[Opening Excerpted passage section]
5. Reform support for struggling mortgage holders
Mortgage Holiday comes to an end on 31 January under current rules, this should be extended for the duration of any lockdown measures. The UK Government should also use the time available to make changes to the Support for Mortgage Interest (SMI) loan by relaxing the zero-earnings rule under Universal Credit and reducing the wait time for SMI payments from nine months to three months. This will help to ensure that the balance of risk between government, individuals, and lenders is fair, and interest arrears on mortgages can be better managed.
6. Rapidly increase access to online learning for disadvantaged children
The move to home learning will widen educational inequality, particularly given the lack of access to devices and the internet for children living in poverty. Despite several schemes being in place across the UK, the Children’s Commissioner estimated they targeted only between a third and a half of children without access to appropriate devices. Governments should urgently seek to address this by making cash or vouchers available to schools to purchase devices for the children that need them most.
But access to devices is only part of this issue. Households on low incomes are less likely to have an internet connection in the home. In England, schools can apply for 4G wireless routers for pupils, and the UK Government has worked with mobile phone networks to enable temporary increases to data allowances to households without fixed broadband access. Government should urgently mobilise, in partnership with local authorities and schools, to ensure those that need this support have access to it as quickly as possible.
7. Convert Free School Meal provision for pupils learning from home in England into cash payments
As has happened in Northern Ireland, most of Wales and some parts of Scotland. Whilst it is welcome that children eligible for Free School Meals will still be able to access them whilst working from home, the quality of provision in the first lockdown was inconsistent and voucher schemes are inflexible, stigmatising and not always easily accessible by families. Cash payments will help to ensure schemes are delivered with dignity and respect.
[Closing Excerpted passage section]
[Opening Information shown section]
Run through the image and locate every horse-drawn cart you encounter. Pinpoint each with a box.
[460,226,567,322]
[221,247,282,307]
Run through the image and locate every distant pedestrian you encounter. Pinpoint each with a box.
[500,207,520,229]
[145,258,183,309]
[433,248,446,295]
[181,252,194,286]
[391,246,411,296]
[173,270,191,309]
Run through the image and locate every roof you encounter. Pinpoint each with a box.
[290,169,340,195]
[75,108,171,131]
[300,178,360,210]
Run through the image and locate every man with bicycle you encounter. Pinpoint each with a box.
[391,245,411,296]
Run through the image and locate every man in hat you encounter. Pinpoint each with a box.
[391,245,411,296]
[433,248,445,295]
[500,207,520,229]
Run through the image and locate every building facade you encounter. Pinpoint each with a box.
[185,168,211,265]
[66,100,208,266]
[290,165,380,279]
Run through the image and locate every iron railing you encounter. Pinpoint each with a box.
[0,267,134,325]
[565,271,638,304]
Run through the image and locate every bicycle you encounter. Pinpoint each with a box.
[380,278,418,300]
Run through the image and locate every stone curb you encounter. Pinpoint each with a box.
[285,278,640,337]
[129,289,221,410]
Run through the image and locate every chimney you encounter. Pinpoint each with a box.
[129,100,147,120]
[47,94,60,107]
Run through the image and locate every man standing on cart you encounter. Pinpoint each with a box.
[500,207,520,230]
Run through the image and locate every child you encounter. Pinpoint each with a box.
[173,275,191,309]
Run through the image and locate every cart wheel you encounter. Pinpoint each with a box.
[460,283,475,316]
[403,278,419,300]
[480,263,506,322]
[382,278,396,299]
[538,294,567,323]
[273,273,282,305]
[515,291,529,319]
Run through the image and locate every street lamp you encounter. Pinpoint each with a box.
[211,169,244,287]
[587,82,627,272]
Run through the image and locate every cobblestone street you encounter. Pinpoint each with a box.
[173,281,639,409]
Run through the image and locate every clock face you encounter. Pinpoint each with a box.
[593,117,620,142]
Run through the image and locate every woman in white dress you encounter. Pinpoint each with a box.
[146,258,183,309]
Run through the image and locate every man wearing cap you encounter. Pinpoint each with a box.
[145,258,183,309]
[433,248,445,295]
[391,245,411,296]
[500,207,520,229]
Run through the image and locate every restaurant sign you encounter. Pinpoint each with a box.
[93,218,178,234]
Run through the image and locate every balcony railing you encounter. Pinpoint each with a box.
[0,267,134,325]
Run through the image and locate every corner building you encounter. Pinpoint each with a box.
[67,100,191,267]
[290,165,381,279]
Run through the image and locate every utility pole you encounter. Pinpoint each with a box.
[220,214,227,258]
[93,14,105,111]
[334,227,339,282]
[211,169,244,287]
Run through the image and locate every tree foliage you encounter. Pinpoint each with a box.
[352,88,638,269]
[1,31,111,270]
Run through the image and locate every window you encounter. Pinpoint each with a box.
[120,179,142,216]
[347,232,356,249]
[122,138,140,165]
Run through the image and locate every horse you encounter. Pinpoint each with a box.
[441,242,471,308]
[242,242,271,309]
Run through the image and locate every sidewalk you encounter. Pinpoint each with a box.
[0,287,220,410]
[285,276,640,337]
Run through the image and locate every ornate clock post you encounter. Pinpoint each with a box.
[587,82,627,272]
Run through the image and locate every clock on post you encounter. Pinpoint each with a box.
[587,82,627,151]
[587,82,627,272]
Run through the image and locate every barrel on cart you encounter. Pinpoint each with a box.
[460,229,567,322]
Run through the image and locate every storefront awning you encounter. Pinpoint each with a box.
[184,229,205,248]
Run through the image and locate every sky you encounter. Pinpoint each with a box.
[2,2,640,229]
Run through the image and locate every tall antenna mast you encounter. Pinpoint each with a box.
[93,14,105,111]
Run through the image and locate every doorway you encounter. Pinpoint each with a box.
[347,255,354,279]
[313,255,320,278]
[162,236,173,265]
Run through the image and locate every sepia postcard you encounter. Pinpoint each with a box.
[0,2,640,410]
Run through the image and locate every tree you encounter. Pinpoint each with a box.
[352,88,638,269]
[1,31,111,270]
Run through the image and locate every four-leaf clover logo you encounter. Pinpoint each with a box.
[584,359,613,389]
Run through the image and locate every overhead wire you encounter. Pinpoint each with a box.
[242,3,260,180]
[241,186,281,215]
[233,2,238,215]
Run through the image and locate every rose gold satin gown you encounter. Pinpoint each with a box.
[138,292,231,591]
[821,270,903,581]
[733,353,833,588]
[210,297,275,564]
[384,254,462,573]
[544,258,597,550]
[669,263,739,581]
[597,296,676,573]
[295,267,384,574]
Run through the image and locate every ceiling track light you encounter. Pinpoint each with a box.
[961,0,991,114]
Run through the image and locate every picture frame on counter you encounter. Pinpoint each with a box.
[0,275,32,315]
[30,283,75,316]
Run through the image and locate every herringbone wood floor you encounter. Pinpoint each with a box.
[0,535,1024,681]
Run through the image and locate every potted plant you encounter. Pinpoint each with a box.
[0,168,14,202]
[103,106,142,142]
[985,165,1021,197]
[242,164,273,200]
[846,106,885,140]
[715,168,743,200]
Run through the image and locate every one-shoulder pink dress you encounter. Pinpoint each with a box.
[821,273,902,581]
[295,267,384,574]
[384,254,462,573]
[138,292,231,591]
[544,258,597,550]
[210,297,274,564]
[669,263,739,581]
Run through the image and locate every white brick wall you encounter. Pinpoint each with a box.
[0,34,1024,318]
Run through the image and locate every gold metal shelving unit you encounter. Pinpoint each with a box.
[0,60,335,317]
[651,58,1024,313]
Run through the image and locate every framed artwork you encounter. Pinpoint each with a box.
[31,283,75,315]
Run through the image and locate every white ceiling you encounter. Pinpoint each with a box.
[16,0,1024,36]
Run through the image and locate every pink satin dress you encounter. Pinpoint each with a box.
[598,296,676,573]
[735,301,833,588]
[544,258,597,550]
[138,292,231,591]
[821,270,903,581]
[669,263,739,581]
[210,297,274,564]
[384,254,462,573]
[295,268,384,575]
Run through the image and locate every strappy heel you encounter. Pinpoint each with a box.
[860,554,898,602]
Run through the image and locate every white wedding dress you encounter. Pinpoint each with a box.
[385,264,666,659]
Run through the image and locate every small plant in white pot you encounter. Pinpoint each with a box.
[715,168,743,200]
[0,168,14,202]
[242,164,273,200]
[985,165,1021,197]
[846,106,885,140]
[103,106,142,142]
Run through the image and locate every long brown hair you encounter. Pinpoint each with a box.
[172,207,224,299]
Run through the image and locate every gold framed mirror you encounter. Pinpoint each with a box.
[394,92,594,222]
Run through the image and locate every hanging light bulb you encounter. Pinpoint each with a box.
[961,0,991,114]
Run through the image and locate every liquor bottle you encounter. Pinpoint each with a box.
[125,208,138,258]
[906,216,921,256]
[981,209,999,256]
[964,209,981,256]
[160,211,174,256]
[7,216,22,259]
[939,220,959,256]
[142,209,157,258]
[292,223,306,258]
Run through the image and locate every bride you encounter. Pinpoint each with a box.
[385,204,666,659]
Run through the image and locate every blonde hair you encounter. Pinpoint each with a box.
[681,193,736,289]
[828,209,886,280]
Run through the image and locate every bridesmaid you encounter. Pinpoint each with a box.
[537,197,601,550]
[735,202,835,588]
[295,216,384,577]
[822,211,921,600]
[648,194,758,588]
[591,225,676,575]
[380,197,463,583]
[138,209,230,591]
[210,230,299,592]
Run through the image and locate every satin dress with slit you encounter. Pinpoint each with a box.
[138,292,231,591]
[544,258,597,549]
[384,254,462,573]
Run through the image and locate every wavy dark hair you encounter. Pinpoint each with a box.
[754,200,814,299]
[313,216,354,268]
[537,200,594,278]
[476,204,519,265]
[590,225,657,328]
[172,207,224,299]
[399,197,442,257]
[Closing Information shown section]
◆ **What to work on**:
a. In the policy recommendations, on what date does the Mortgage Holiday end under current rules?
b. Do these statements agree with the policy recommendations? Answer yes or no for each and quote the words that decide it. (i) The recommendations call for cutting the wait for SMI payments from nine months to three months. (ii) Households on low incomes are more likely to have an internet connection at home. (iii) The Children's Commissioner estimated that existing schemes reached all children without appropriate devices.
c. Extend the policy recommendations beyond their final sentence.

◆ **Task-by-task outputs**:
a. 31 January

b.
(i) Yes: "reducing the wait time for SMI payments from nine months to three months"
(ii) No: "Households on low incomes are less likely to have an internet connection in the home."
(iii) No: "targeted only between a third and a half of children without access to appropriate devices"

c.
8. Extend the Test and Trace Support Payment scheme in England
Due to end on 31 January, it should be extended for at least another six months whilst the vaccine roll out continues. The England scheme should follow Scotland’s example, and extend eligibility to parents on low incomes whose children have been instructed to self-isolate and those who may be eligible for Universal Credit, but have not yet applied. Additional funding to local authorities to make discretionary payments to those not eligible for the Test and Trace Support Payment should be re-provided. This will help to ensure that people can afford to self-isolate when they are instructed to.
9. Expand eligibility to Statutory Sick Pay
By removing the £120 per week earnings requirement. Government should also remove the national insurance contribution criteria for eligibility to ‘New Style’ (contributory) Employment and Support Allowance for people sick or those required to self-isolate. This would allow more self-employed people to access this sickness benefit.
10. Extend the Self-Employment Income Support Scheme
The third round of the Self Employment Income Support Scheme will cover the period between 1 November 2020 to the 29 January 2021, but a fourth round, covering the period to the end of April should be implemented to cover this new lockdown period. Government should ensure that the fourth round gets to those on low incomes who most need it. This would mean it comes into line with the Coronavirus Job Retention Scheme available to employees.